▸ **TEXTO DO DOCUMENTO**

_ _ _ _ _ _ _

Chimwenje, Young Pioneers e Al
Shabab
[Tudo problemas internos do
partido Frelimo?]
I
Estarrecido.
Dá para ficar. A facilidade com que selamos, como uma verdade, o que os
políticos dizem, lembra-me o serial journalist (1998:65), descrito por Furio
Colombo, escriba italiano autor da obra “Conhecer
o Jornalismo Hoje: Como se Faz a Informação”, livro emprestado a um amigo
ou colega que, indubitavelmente, não merece mais a minha confiança, quanto ao
respeito por bem alheio, pois não mais mo devolveu. “Como nasce uma notícia” é o propósito da referência a Colombo.
Talvez
mesmo, o caso de entrevista: “ […] um
instrumento imperfeito e raramente credível, em que o risco de [o entrevistador
ou jornalista] ser usado é tão grande quanto o risco de usar o entrevistado”
(p.85). Esta observação de Colombo faz parte da abordagem “A entrevista”. Mas se dissesse que isso permite ler a entrevista
concedida por Afonso Dhlakama ao Savana (20
de Outubro de 2017, p.1, 2 e 3), estaria próximo ou distante do enquadramento?
Que o leitor tire as suas conclusões.
Por
falar de italiano, lembro-me do Kamal. Veio, em Maio de 1994, ao Aeroporto
Internacional de Roma para nos transportar num pequeno carro até ao Hotel
Astrid, defronte do Largo Antoni Sarti. Estava com colega Fernando. Íamos ao “ Traning Course for Professionals
Journalists from New Democracies”.
“Don’t
sleep Francisco!...”, era o que dizia Kamal (Bahar Kamal, salvo erro), vendo-me
a dormir no carro, quando, em situação normal, estaria a apreciar a cidade de
Roma. Pela primeira e, até aqui, a única vez, pisava aquela capital que acolhe
o Estado do Vaticano. Mas a sonolência me dominava, de sorte que por mais
vontade que tivesse de manter os olhos abertos, não conseguiu. Por quê?
Esta
coisa de a LAM alterar datas ou atrasar voos, não é de hoje. Passei por isso
naquele ano e outros anteriores e seguintes. A minha viagem acabou por começar
numa manhã, manhã de espera no Aeroporto da Beira até à tarde, quando
finalmente aterrou um boeing da chamada “nossa
companhia de bandeira”. Cheguei a Maputo quando o avião da Air France estava
prestes a partir. Já se movimentava a escada e travei uma discussão azeda,
porque há quem me quisesse atribuir responsabilidades, afirmado: “O senhor deveria ter chegado a Maputo
ontem…”
Engano!
A LAM era a culpada porque nesse “ontem” a companhia não fizera o voo marcado.
Pior, ainda, é que no dia seguinte, fê-lo com bastante atraso, para passageiros
que iriam fazer ligações para Joanesburgo, pois os de Lisboa estavam numa situação
tranquila, porque a partida era a noite. Fui o último a embarcar na aeronave da
Air France.
Cheguei
a Paris cerca das 8:00 horas do dia seguinte e quando desembarquei em Roma,
estava cansado e cheio de sono. O “don’t sleep Francisco”, repetido várias vezes,
até Hotel Astrid, não era atendido. Outra recomendação de Kamal, depois de
receber as liras para a minha subsistência: “Don’t spend all your money…”

_ _ _ _ _ _ _

▸ **INSTRUÇÃO A**
Transcreva o trecho do texto do documento desde "Dá para ficar." até "referência a Colombo.".
▸ **INSTRUÇÃO B**
Segundo o texto do documento, para que hotel Kamal transportou os recém-chegados a partir do Aeroporto Internacional de Roma?
Os dados apresentados a seguir provêm de uma fonte distinta.

▸ **Registos do conjunto de dados de apontamento**

_ _ _ _ _ _ _

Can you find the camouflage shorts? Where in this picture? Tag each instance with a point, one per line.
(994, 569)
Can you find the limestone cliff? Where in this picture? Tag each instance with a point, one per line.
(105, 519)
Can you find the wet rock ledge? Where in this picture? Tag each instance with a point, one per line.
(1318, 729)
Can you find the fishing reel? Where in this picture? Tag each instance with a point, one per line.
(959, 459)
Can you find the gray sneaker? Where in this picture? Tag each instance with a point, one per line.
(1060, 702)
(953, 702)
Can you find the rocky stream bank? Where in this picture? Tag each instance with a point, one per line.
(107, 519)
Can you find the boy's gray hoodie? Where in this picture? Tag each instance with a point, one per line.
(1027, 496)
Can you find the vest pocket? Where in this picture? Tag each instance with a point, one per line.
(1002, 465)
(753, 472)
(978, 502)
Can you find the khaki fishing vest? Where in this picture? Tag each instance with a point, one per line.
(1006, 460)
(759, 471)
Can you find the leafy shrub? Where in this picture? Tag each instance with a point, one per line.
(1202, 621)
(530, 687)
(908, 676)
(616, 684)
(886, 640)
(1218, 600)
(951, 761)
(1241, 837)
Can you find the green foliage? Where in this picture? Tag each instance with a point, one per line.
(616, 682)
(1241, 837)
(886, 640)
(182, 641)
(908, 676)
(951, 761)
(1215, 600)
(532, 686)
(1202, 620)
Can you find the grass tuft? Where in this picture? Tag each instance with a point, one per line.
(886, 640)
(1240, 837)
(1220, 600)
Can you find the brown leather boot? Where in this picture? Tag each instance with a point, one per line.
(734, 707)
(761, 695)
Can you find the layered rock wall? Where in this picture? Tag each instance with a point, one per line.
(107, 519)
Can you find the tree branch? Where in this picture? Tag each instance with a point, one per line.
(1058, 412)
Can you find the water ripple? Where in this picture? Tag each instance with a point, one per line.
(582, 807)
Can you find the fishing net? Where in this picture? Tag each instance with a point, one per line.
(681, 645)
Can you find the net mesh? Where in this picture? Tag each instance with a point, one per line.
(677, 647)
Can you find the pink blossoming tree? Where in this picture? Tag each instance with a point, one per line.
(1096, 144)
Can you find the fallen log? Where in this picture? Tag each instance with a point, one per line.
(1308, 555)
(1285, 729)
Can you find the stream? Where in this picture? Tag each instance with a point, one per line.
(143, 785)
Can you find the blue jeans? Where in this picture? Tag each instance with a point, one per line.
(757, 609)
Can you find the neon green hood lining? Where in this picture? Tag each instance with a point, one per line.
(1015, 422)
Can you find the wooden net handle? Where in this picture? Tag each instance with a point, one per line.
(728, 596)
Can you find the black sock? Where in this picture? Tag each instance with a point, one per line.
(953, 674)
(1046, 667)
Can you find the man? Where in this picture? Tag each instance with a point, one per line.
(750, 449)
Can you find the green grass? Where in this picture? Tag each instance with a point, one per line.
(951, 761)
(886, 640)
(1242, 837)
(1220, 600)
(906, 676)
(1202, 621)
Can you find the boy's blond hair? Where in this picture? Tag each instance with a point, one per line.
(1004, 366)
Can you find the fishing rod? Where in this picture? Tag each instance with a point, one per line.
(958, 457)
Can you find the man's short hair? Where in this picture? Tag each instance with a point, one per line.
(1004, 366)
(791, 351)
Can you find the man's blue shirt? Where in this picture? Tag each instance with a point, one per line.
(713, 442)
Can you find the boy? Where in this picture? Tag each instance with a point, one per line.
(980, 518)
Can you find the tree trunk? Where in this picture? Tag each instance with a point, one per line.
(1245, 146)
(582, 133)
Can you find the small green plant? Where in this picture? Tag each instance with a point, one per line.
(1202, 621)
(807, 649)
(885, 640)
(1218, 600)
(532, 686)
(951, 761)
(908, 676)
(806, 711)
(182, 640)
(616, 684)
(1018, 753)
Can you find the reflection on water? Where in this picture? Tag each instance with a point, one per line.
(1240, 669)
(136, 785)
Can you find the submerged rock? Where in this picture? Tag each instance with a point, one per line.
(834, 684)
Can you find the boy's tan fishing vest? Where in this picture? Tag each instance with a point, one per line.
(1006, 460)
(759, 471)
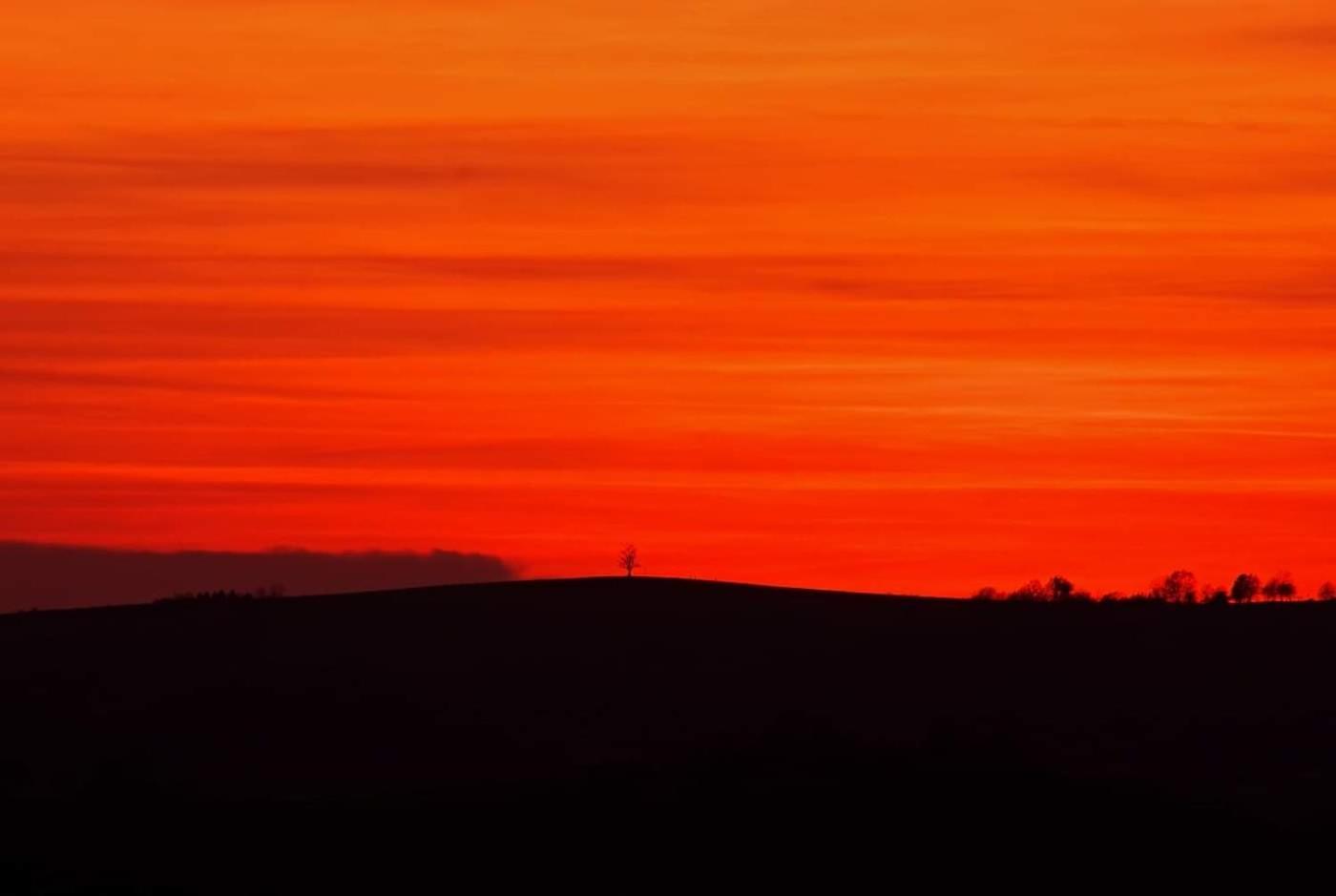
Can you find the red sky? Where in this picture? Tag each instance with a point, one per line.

_ _ _ _ _ _ _

▸ **RESOLUÇÃO DO EXERCÍCIO A**
Dá para ficar. A facilidade com que selamos, como uma verdade, o que os
políticos dizem, lembra-me o serial journalist (1998:65), descrito por Furio
Colombo, escriba italiano autor da obra “Conhecer
o Jornalismo Hoje: Como se Faz a Informação”, livro emprestado a um amigo
ou colega que, indubitavelmente, não merece mais a minha confiança, quanto ao
respeito por bem alheio, pois não mais mo devolveu. “Como nasce uma notícia” é o propósito da referência a Colombo.

▸ **RESOLUÇÃO DO EXERCÍCIO B**
Para o Hotel Astrid, defronte do Largo Antoni Sarti.